AIM OF THE EXERCISE:
Copy the data exactly, keeping every line intact.

INFORMATION PROVIDED:
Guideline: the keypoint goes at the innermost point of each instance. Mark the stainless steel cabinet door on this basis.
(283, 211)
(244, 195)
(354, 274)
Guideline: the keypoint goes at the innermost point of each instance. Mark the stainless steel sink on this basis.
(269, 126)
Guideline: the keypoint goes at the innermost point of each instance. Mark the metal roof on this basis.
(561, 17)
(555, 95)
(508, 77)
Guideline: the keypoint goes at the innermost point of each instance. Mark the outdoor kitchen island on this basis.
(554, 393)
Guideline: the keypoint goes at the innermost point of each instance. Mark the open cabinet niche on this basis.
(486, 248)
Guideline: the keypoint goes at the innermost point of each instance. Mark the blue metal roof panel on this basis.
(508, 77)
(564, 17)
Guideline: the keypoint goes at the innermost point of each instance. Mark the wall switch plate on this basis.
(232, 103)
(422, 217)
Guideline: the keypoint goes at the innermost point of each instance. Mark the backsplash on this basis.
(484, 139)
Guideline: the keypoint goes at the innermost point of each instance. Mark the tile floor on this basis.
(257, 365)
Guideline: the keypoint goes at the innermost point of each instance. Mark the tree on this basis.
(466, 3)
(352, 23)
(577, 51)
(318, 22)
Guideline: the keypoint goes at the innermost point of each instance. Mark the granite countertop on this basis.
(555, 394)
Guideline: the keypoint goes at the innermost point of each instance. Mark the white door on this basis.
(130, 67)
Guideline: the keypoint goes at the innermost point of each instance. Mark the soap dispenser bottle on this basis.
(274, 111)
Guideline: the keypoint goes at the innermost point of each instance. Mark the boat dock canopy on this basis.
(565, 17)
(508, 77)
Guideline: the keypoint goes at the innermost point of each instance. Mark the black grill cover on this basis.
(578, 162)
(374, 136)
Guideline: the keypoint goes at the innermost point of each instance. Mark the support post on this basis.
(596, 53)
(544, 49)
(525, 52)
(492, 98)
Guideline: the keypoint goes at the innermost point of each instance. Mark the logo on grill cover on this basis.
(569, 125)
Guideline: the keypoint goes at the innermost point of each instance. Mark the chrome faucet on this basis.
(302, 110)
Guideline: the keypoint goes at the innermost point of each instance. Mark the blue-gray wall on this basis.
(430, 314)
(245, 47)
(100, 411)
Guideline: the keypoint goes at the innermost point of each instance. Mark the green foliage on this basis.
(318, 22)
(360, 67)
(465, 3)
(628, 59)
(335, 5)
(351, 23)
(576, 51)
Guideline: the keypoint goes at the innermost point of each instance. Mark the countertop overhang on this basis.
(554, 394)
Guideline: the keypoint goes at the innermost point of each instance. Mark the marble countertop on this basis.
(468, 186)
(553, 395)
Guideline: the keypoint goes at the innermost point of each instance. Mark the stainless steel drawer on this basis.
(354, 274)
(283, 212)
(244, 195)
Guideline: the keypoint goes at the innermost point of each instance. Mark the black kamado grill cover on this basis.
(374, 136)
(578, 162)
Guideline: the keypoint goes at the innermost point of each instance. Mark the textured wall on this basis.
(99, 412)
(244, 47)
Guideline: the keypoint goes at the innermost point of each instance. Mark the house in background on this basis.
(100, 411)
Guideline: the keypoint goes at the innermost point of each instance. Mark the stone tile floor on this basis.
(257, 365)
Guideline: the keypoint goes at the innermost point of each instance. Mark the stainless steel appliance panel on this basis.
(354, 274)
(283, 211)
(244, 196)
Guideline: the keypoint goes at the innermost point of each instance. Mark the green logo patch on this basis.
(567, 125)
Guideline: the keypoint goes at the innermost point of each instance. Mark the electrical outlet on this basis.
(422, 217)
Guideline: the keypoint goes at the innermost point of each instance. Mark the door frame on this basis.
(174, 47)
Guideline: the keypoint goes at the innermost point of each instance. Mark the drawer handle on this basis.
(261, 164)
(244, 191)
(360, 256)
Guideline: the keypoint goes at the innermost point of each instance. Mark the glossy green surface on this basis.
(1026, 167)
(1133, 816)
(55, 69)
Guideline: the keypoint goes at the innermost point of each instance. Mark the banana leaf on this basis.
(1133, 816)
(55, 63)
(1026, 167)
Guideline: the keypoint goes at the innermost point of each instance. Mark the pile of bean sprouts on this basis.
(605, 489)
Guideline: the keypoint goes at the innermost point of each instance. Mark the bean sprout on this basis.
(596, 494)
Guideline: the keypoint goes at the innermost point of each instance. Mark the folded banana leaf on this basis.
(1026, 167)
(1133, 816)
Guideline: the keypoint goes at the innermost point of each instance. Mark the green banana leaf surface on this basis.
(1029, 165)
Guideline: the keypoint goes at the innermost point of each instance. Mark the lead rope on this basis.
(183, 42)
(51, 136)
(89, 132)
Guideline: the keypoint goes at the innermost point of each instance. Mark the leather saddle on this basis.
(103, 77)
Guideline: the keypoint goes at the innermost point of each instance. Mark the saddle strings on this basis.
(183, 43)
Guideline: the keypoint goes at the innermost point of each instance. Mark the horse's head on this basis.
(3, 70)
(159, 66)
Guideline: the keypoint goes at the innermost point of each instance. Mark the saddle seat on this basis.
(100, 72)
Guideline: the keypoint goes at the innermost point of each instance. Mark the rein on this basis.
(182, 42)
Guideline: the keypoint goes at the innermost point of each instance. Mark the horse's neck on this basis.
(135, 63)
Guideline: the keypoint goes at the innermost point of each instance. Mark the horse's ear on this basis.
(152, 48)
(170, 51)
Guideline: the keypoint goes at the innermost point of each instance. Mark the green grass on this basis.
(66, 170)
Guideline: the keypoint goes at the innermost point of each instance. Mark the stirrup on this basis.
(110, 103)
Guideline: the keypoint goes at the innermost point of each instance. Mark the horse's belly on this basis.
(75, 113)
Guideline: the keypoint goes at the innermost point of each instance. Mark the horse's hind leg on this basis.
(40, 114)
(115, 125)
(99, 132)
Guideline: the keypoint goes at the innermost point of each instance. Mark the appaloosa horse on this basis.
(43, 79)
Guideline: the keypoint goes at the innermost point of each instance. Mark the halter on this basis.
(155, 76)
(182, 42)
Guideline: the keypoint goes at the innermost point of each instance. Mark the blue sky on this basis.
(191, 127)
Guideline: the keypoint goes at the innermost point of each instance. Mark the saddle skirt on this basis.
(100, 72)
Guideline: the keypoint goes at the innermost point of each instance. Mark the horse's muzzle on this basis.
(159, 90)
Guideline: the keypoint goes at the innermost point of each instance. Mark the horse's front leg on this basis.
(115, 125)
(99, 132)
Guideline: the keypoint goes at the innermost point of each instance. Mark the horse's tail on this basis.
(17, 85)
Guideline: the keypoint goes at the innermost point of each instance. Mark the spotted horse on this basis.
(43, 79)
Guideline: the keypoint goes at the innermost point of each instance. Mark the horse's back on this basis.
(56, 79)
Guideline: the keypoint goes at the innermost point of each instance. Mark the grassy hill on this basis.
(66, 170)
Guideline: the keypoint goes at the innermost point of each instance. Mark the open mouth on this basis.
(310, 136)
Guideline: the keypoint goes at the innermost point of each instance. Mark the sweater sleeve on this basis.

WRITTEN REPLY:
Guideline: the keypoint goes at the innermost point of each instance. Mark the stainless steel cabinet door on this basis.
(283, 211)
(244, 195)
(354, 274)
Guideline: the keypoint goes at the innermost point of each instance. Mark the stainless steel sink on this basis.
(269, 126)
Guideline: the keypoint goes at the innermost point of each instance. Mark the metal roof on this basis.
(561, 17)
(555, 95)
(508, 77)
Guideline: the keypoint goes at the innermost point of each instance. Mark the outdoor kitchen island on this basis.
(554, 393)
Guideline: the keypoint goes at the innermost point of each instance. Mark the open cabinet niche on this basis.
(486, 248)
Guideline: the keypoint goes at the innermost point of each instance. Mark the blue metal roof panel on this basis.
(508, 77)
(564, 17)
Guideline: the keypoint goes at the innermost point of each instance. Mark the wall switch plate on this basis.
(232, 103)
(422, 217)
Guideline: the keypoint goes at the innermost point of each instance. Mark the backsplash on this basis.
(484, 139)
Guideline: the keypoint goes at the innermost point of each instance. Mark the tile floor on this basis.
(257, 365)
Guideline: the keypoint goes at the innermost point of each instance. Mark the tree on this basis.
(466, 3)
(352, 23)
(577, 51)
(318, 22)
Guideline: the keypoint goes at the innermost point of each instance. Mark the granite countertop on this basis.
(555, 394)
Guideline: the keypoint goes at the innermost point of each instance. Mark the white door on this basis.
(130, 67)
Guideline: the keypoint goes at the innermost point of each instance. Mark the soap dispenser bottle on this basis.
(274, 111)
Guideline: the keypoint goes at the innermost point of each instance. Mark the boat dock canopy on this basis.
(565, 17)
(508, 77)
Guideline: the keypoint goes at the innermost point of each instance. Mark the black grill cover on this basis.
(578, 162)
(374, 136)
Guideline: the keypoint goes at the innermost point of each instance. Mark the support post on this basis.
(596, 53)
(544, 49)
(525, 52)
(492, 98)
Guideline: the keypoint goes at the innermost point of each instance. Mark the logo on grill cover on this basis.
(569, 125)
Guideline: the keypoint goes at the innermost point of each instance. Mark the chrome faucet on this basis.
(302, 110)
Guideline: the keypoint goes at the innermost point of each instance. Mark the blue-gray wall on this basis.
(430, 314)
(245, 47)
(100, 411)
Guideline: the keypoint goes at the innermost point of each instance. Mark the green foliage on this basis.
(318, 22)
(360, 67)
(465, 3)
(628, 59)
(335, 5)
(351, 23)
(576, 51)
Guideline: the keypoint goes at the innermost point of each instance. Mark the countertop overhang on this basis.
(554, 394)
Guideline: the keypoint goes at the innermost point of each instance. Mark the marble countertop on this basis.
(468, 186)
(553, 395)
Guideline: the keypoint goes at the innermost point of each instance. Mark the stainless steel drawer on this basis.
(354, 274)
(283, 212)
(244, 195)
Guideline: the keypoint goes at the innermost point of each instance. Mark the black kamado grill cover on this basis.
(374, 136)
(578, 162)
Guideline: the keypoint goes at the innermost point of each instance. Mark the textured wall on this basis.
(99, 412)
(244, 47)
Guideline: the keypoint goes at the innermost point of each instance. Mark the house in background on this basis.
(100, 411)
Guideline: the keypoint goes at the innermost point of each instance. Mark the stone tile floor on this basis.
(257, 365)
Guideline: the keypoint goes at the innermost point of each instance. Mark the stainless steel appliance panel on this basis.
(354, 274)
(283, 211)
(244, 196)
Guideline: the keypoint goes at the innermost point of each instance. Mark the green logo patch on this basis.
(567, 125)
Guideline: the keypoint goes at the innermost point of each instance. Mark the electrical outlet on this basis.
(422, 217)
Guideline: the keypoint goes at the innermost point of each instance. Mark the door frame on this basis.
(174, 47)
Guideline: the keypoint goes at the innermost point of each instance. Mark the drawer handle on this basis.
(261, 164)
(244, 191)
(360, 256)
Guideline: the keypoint goes at the innermost point of each instance. Mark the glossy green surface on this basis.
(1026, 167)
(1133, 816)
(55, 69)
Guideline: the keypoint goes at the innermost point of each instance. Mark the banana leaf on this basis.
(1133, 816)
(55, 63)
(1026, 167)
Guideline: the keypoint goes at the innermost point of each instance. Mark the pile of bean sprouts on this basis.
(605, 489)
Guideline: the keypoint goes at the innermost point of each instance. Mark the bean sprout on this basis.
(596, 494)
Guideline: the keypoint goes at the innermost point of each instance. Mark the folded banana leaf on this basis.
(1026, 167)
(1133, 816)
Guideline: the keypoint goes at the innermost point of each instance. Mark the green banana leaf surface on this basis.
(1029, 165)
Guideline: the keypoint goes at the innermost point of each instance. Mark the lead rope on this basis.
(183, 42)
(51, 136)
(89, 132)
Guideline: the keypoint goes at the innermost point of each instance. Mark the leather saddle on this basis.
(103, 77)
Guideline: the keypoint goes at the innermost point of each instance. Mark the saddle strings on this basis.
(183, 43)
Guideline: the keypoint goes at the innermost point of each instance. Mark the horse's head on this basis.
(3, 70)
(159, 66)
Guideline: the keypoint goes at the innermost point of each instance. Mark the saddle seat on this basis.
(100, 72)
Guideline: the keypoint goes at the innermost point of each instance. Mark the rein on this basis.
(182, 42)
Guideline: the keypoint goes at the innermost point of each instance. Mark the horse's neck on this basis.
(135, 63)
Guideline: the keypoint goes at the innermost point of each instance. Mark the horse's ear on this basis.
(152, 48)
(170, 51)
Guideline: the keypoint goes at the innermost point of each instance. Mark the green grass on this basis.
(66, 170)
Guideline: the keypoint goes at the innermost point of each instance. Mark the stirrup on this basis.
(110, 103)
Guideline: the keypoint goes at the innermost point of each instance. Mark the horse's belly on this basis.
(75, 113)
Guideline: the keypoint goes at the innermost point of each instance. Mark the horse's hind leg on this basis.
(40, 114)
(115, 125)
(99, 132)
Guideline: the keypoint goes at the innermost point of each instance. Mark the appaloosa horse on this basis.
(43, 79)
Guideline: the keypoint goes at the innermost point of each instance. Mark the halter on this basis.
(155, 76)
(182, 42)
Guideline: the keypoint goes at the innermost point of each instance. Mark the blue sky on this basis.
(191, 127)
Guideline: the keypoint goes at the innermost point of each instance. Mark the saddle skirt on this basis.
(100, 72)
Guideline: the keypoint goes at the innermost point of each instance. Mark the horse's muzzle on this basis.
(159, 90)
Guideline: the keypoint goes at the innermost point of each instance. Mark the horse's front leg on this basis.
(115, 125)
(99, 132)
Guideline: the keypoint goes at the innermost point of each instance. Mark the horse's tail on this basis.
(17, 85)
Guideline: the keypoint goes at the innermost point of each instance. Mark the spotted horse on this basis.
(43, 79)
Guideline: the keypoint goes at the innermost point of each instance. Mark the horse's back on this basis.
(56, 79)
Guideline: the keypoint goes at the innermost point of each instance. Mark the grassy hill on this basis.
(66, 170)
Guideline: the keypoint goes at the innermost point of each instance. Mark the open mouth on this basis.
(310, 136)
Guideline: the keypoint goes at the innermost point of each instance. Mark the sweater sleeve on this basis.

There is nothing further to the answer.